• SELECTED PASSAGE
War is a Racket
WAR is a racket. It always has been.
It is possibly the oldest, easily the most profitable, surely the most vicious. It is the only one international in scope. It is the only one in which the profits are reckoned in dollars and the losses in lives.
A racket is best described, I believe, as something that is not what it seems to the majority of the people. Only a small “inside” group knows what it is about. It is conducted for the benefit of the very few, at the expense of the very many. Out of war a few people make huge fortunes. – From Major General Smedley Butler’s War is a Rackett
This is one of the most important articles I will write all year. The statists are coming for your kids, and the conditioning has already begun.
Last night, I came across one of the most horrifying articles I have ever read, which is saying a lot. Before I get into it, take a look at the title and the tagline:
If you think the title is bad, wait until you read the article. What becomes evident is that this grotesque concept of forced “national service” is being actively discussed at the highest levels of government. What Ron Fournier is doing in his National Journal article is conditioning the public to accept something that is completely unacceptable.

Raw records
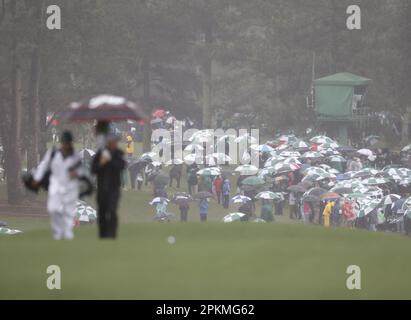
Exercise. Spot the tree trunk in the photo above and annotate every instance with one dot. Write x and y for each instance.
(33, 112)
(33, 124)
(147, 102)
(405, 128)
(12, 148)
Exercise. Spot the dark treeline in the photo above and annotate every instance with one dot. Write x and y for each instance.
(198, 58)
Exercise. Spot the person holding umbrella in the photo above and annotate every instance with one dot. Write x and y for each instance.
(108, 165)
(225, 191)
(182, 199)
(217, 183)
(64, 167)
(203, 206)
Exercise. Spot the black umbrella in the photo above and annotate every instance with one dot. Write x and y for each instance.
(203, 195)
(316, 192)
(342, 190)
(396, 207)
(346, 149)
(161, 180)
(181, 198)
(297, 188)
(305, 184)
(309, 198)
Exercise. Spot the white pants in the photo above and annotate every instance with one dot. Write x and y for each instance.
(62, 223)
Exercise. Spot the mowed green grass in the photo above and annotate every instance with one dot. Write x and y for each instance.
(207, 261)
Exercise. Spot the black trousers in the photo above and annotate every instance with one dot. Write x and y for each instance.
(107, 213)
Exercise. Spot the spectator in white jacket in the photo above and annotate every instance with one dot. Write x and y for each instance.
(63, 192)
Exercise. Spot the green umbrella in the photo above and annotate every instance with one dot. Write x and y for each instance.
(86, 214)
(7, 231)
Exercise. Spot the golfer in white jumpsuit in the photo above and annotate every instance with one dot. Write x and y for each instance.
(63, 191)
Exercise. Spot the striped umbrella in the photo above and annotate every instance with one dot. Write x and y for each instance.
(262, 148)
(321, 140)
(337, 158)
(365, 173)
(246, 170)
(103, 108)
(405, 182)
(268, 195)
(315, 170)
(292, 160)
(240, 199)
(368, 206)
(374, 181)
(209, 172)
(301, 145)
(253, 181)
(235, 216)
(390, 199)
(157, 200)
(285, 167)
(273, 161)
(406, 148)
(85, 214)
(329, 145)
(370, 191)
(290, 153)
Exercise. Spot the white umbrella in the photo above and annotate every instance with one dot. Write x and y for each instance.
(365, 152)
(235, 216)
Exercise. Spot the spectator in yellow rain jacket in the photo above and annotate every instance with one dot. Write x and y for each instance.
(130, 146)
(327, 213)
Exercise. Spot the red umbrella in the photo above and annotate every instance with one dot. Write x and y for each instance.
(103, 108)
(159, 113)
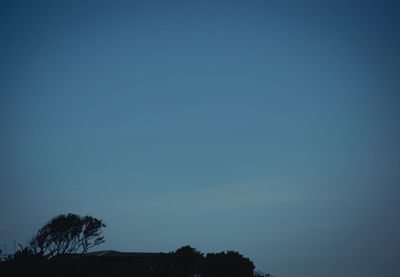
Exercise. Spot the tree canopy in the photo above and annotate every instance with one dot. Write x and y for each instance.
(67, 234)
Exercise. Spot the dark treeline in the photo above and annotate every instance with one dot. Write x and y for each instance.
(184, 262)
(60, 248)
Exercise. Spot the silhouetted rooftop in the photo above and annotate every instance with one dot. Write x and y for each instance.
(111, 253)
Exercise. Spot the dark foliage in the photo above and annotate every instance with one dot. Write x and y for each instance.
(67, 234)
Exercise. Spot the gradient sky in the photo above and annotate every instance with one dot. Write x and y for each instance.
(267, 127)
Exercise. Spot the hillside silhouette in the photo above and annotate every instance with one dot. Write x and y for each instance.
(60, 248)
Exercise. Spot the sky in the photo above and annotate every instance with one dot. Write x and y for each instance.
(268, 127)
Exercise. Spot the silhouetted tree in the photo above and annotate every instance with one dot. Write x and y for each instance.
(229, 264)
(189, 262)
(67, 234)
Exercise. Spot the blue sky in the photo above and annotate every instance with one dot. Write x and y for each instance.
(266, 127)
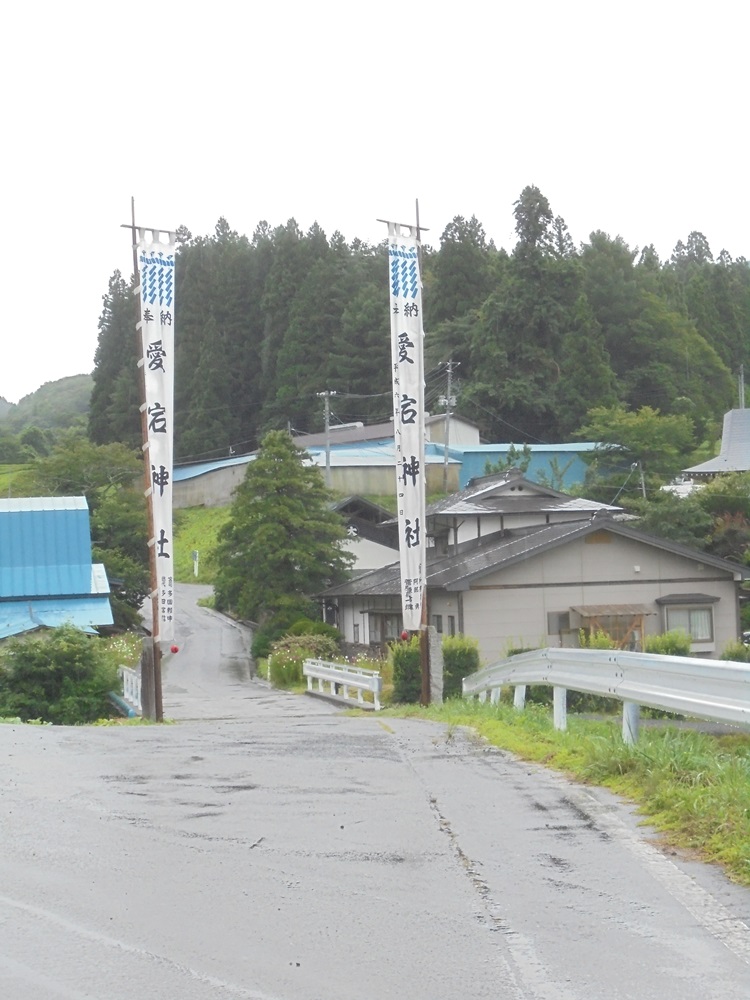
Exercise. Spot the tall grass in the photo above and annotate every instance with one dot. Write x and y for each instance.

• TASK INSTRUCTIONS
a: Write out the part of the passage on war as a racket starting at "It is possibly" and ending at "losses in lives.".
b: Convert the rows, starting at the line that contains "Exercise. Spot the white umbrella" and ending at the last line of the rows, into a JSON list of strings with one string per line. Leave out blank lines and the pictures.
The rows are unrelated to the passage on war as a racket.

• RESPONSES FOR EACH TASK
a:
It is possibly the oldest, easily the most profitable, surely the most vicious. It is the only one international in scope. It is the only one in which the profits are reckoned in dollars and the losses in lives.

b:
[
  "Exercise. Spot the white umbrella in the photo above and annotate every instance with one dot. Write x and y for each instance.",
  "(365, 152)",
  "(235, 216)",
  "Exercise. Spot the spectator in yellow rain jacket in the photo above and annotate every instance with one dot. Write x and y for each instance.",
  "(130, 146)",
  "(327, 213)",
  "Exercise. Spot the red umbrella in the photo above and annotate every instance with one dot. Write x and y for each instance.",
  "(103, 108)",
  "(159, 113)",
  "Exercise. Spot the tree canopy in the photo above and annotate every instance with one dot. Write x and y for each instance.",
  "(67, 234)",
  "Exercise. Spot the dark treeline in the photo above and annotate every instance with one dot. Write x and y for each instance.",
  "(184, 262)",
  "(60, 248)",
  "Exercise. Spot the silhouetted rooftop in the photo above and annotate every instance with one dot. Write x and y for each instance.",
  "(111, 253)",
  "Exercise. Spot the dark foliage in the photo above and annotate every instance with one dot. Write x and y for each instance.",
  "(67, 234)",
  "Exercise. Spot the gradient sky in the photo above and annotate every instance with one dot. Write x and y for each instance.",
  "(267, 127)",
  "Exercise. Spot the hillside silhouette in the photo above and annotate every instance with one dot. Write x and y for each instance.",
  "(60, 248)",
  "Exercise. Spot the sky in the photo above and annotate every instance with one dot. Write x and y for each instance.",
  "(268, 127)",
  "Exercise. Spot the silhouetted tree in the photo above and annotate every instance with one dot. Write x and y for each instance.",
  "(229, 264)",
  "(189, 262)",
  "(67, 234)",
  "Exercise. Spot the blue sky in the photo above and annotate every instance with one dot. Write x and y for each instance.",
  "(266, 127)",
  "Exercise. Spot the tall grass in the photo above and annotate every instance with one dot. Write x and y for each instance."
]